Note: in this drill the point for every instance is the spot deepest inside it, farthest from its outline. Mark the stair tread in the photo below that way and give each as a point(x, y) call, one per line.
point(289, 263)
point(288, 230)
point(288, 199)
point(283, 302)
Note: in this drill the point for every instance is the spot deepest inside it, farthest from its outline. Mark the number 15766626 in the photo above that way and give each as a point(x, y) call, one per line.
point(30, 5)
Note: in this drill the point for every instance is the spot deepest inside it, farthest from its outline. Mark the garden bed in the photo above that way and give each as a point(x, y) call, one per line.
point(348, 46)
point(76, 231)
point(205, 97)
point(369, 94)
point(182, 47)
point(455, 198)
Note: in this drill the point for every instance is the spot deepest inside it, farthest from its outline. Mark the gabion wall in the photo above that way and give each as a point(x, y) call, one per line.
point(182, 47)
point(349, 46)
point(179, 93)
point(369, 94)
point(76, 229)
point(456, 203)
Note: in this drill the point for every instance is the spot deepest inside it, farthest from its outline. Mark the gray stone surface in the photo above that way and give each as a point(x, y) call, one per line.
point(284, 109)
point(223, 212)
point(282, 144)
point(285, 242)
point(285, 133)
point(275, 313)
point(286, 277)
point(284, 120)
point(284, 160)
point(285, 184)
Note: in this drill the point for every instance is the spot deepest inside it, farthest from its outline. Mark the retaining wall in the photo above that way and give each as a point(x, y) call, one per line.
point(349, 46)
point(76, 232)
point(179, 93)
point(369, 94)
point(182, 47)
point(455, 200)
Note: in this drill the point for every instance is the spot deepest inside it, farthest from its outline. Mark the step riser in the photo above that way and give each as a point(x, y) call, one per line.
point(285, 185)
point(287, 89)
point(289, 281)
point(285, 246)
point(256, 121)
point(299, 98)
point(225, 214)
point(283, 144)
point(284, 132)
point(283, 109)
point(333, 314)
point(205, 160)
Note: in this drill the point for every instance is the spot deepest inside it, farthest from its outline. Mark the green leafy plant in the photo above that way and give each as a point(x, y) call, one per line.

====

| 課題 |
「Mark the gabion」を含む行から始めてデータの終わりまでを、「drill」を「exercise」に置き換えて書き直すこと。それ以外は一切変えない。

| 解答 |
Note: in this exercise the point for every instance is the spot deepest inside it, farthest from its outline. Mark the gabion wall in the photo above that way and give each as a point(x, y) call, one per line.
point(182, 47)
point(349, 46)
point(179, 93)
point(369, 94)
point(76, 229)
point(456, 203)
Note: in this exercise the point for every instance is the spot deepest inside it, farthest from its outline. Mark the gray stone surface in the photo above that way and give each as a point(x, y) call, one per line.
point(284, 109)
point(223, 212)
point(282, 144)
point(285, 242)
point(285, 133)
point(275, 313)
point(286, 277)
point(284, 120)
point(284, 160)
point(285, 184)
Note: in this exercise the point for every instance is the spot deepest inside it, farthest from its outline. Mark the retaining wall in the photo above that way and give each as a point(x, y) call, one per line.
point(349, 46)
point(76, 232)
point(179, 93)
point(369, 94)
point(182, 47)
point(455, 200)
Note: in this exercise the point for every instance is the spot deepest inside it, farthest from its outline. Mark the step riser in the photo above that way and give each as a point(x, y) call, one per line.
point(285, 185)
point(287, 89)
point(289, 281)
point(285, 246)
point(256, 121)
point(299, 98)
point(225, 214)
point(283, 144)
point(284, 132)
point(283, 109)
point(333, 314)
point(205, 160)
Note: in this exercise the point for every instance is the spot deepest inside it, farthest from its outline. Mark the green leafy plant in the photo above that way and give each as a point(x, y) call, one per line.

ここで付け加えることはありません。